(THE EXERCISE): Return the entries verbatim and drop every picture.

(INPUT DATA):
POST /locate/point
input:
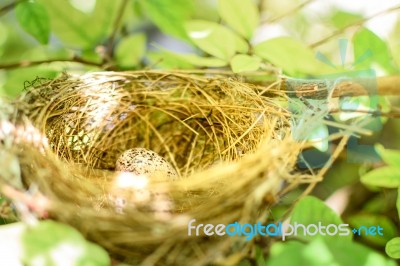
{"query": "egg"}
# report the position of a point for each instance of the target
(141, 161)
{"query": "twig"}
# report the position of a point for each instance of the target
(9, 7)
(290, 12)
(117, 24)
(74, 59)
(389, 85)
(357, 23)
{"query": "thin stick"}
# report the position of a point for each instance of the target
(74, 59)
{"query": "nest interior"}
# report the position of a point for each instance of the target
(230, 145)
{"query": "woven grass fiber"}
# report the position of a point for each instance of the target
(229, 143)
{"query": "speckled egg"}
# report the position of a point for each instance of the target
(142, 161)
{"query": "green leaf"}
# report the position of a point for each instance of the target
(167, 60)
(190, 59)
(291, 55)
(259, 256)
(241, 15)
(311, 210)
(53, 243)
(393, 248)
(372, 49)
(388, 177)
(215, 39)
(245, 63)
(319, 252)
(169, 15)
(78, 29)
(34, 19)
(398, 202)
(341, 19)
(130, 50)
(391, 157)
(388, 228)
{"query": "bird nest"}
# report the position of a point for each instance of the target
(230, 145)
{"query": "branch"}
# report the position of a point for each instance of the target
(318, 89)
(74, 59)
(117, 24)
(357, 23)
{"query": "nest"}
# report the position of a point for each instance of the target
(230, 145)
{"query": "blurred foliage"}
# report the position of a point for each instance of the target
(42, 38)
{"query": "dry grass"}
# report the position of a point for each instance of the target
(230, 145)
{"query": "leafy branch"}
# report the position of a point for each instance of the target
(74, 59)
(355, 24)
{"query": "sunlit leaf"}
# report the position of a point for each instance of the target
(311, 210)
(52, 243)
(341, 18)
(391, 157)
(398, 202)
(130, 50)
(34, 19)
(320, 252)
(388, 177)
(365, 41)
(169, 15)
(393, 248)
(291, 55)
(371, 220)
(214, 39)
(79, 29)
(188, 60)
(241, 15)
(245, 63)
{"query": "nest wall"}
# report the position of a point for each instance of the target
(230, 145)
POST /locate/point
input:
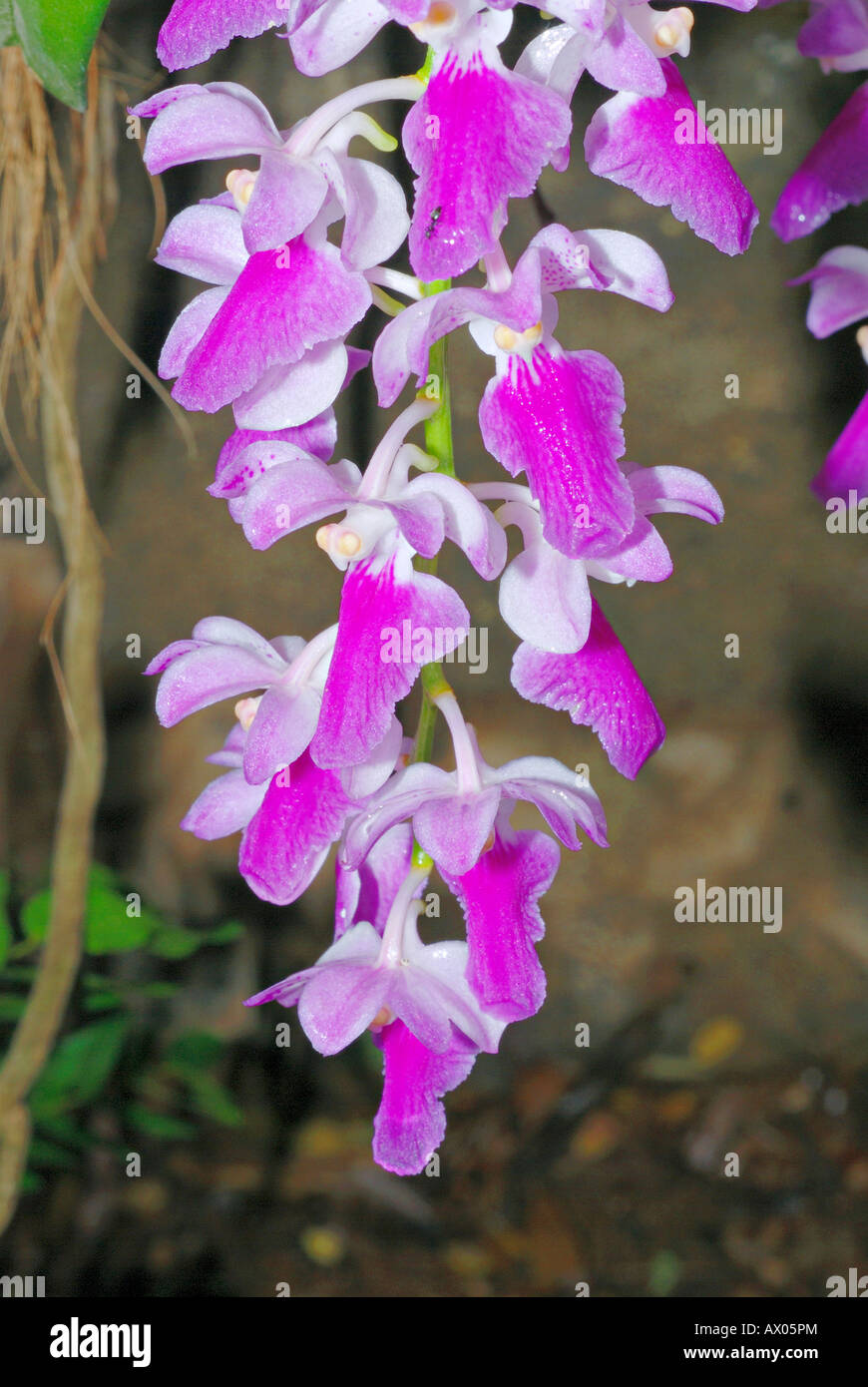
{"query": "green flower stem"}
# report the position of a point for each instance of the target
(438, 443)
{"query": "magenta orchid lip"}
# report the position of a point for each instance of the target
(294, 249)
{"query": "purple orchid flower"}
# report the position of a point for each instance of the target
(393, 619)
(600, 689)
(500, 900)
(226, 659)
(570, 658)
(622, 45)
(831, 177)
(634, 141)
(290, 821)
(196, 29)
(836, 34)
(274, 487)
(454, 811)
(551, 413)
(416, 1000)
(299, 175)
(846, 468)
(269, 336)
(839, 297)
(468, 168)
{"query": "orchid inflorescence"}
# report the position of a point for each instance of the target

(RESULT BELOW):
POST /locate/point
input:
{"query": "egg"}
# report the position of a point for each instance of the target
(141, 161)
{"query": "twig"}
# report the position of a point for each instance of the target
(9, 7)
(290, 12)
(117, 24)
(74, 59)
(389, 85)
(357, 23)
{"query": "thin stick"}
# report the position of a point for each instance of the target
(74, 59)
{"query": "nest interior"}
# report the position of a point for each instance of the target
(230, 145)
{"query": "woven grass fiber"}
# report the position of a point for each instance of the target
(229, 143)
{"query": "speckled egg"}
# report the position of a point for each instance of the target
(142, 161)
{"query": "green leaf"}
# report the position of a point for each instance of the target
(167, 60)
(190, 59)
(291, 55)
(259, 256)
(241, 15)
(311, 210)
(53, 243)
(393, 248)
(372, 49)
(388, 177)
(215, 39)
(245, 63)
(319, 252)
(169, 15)
(78, 29)
(34, 19)
(398, 202)
(341, 19)
(130, 50)
(391, 157)
(388, 228)
{"query": "bird nest"}
# report the position of a point for each instance of the target
(230, 145)
{"query": "branch"}
# report the position of a point for each instance of the target
(318, 89)
(74, 59)
(117, 24)
(357, 23)
{"query": "nest"}
# report the position of a point for each instance of the target
(230, 145)
{"query": "blurred foliage"}
# report the position of a point for each instance of the target
(42, 38)
{"query": "dry grass"}
# report the position of a point for each instance of the target
(230, 145)
{"query": "leafy branch"}
# report the position of a point for each instance of the target
(74, 59)
(355, 24)
{"query": "sunlit leaf"}
# report the position of a point for each instance of the target
(311, 210)
(52, 243)
(341, 18)
(391, 157)
(398, 202)
(130, 50)
(34, 19)
(320, 252)
(388, 177)
(365, 41)
(169, 15)
(393, 248)
(291, 55)
(371, 220)
(214, 39)
(79, 29)
(188, 60)
(241, 15)
(245, 63)
{"query": "nest wall"}
# report the position of a point for each instance of the target
(230, 145)
POST /locate/point
input:
{"query": "green flower stem"}
# report the position of a point for each instance of the target
(438, 443)
{"query": "magenta orchid lip"}
# report the position of a point for each instance of the target
(294, 249)
{"query": "purple orchid flower"}
# report the position of a point for each instance of the target
(393, 619)
(600, 689)
(500, 900)
(226, 659)
(570, 658)
(622, 45)
(831, 177)
(634, 141)
(290, 821)
(196, 29)
(836, 34)
(274, 487)
(454, 811)
(551, 413)
(416, 1000)
(299, 175)
(846, 468)
(269, 336)
(839, 297)
(468, 168)
{"query": "orchid inflorescence"}
# report the position of a point for each instance of the target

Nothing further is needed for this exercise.